Items from a data source
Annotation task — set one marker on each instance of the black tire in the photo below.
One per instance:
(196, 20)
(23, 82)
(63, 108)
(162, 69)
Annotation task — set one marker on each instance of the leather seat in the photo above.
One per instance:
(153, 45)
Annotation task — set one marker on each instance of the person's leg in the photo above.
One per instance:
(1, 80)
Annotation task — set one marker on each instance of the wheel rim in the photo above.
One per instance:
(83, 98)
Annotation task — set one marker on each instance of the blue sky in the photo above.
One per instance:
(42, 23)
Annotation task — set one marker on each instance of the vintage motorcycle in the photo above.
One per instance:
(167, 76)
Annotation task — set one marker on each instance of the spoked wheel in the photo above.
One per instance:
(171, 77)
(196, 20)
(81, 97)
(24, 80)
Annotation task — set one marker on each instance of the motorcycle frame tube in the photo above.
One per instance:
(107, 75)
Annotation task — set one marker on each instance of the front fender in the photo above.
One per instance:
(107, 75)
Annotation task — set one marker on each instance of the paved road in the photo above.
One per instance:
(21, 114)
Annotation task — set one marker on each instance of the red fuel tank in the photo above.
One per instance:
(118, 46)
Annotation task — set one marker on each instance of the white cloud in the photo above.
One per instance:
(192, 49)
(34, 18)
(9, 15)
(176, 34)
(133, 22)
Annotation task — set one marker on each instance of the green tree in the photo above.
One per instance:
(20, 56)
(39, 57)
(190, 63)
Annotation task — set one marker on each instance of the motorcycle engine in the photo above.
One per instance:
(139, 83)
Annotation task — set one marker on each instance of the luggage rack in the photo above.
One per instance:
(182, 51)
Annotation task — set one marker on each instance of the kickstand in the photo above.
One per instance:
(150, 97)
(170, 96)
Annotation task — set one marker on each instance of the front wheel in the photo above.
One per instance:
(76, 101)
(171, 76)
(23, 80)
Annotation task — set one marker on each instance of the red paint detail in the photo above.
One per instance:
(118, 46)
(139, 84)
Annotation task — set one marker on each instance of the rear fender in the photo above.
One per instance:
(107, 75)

● TASK ITEM
Which lines of the data hold the string "front"? Return each of them.

● ANSWER AREA
Annotation task — set one marker on each instance of the front fender in the photo above.
Annotation task — set one marker on each instance of the front wheel in the photo above.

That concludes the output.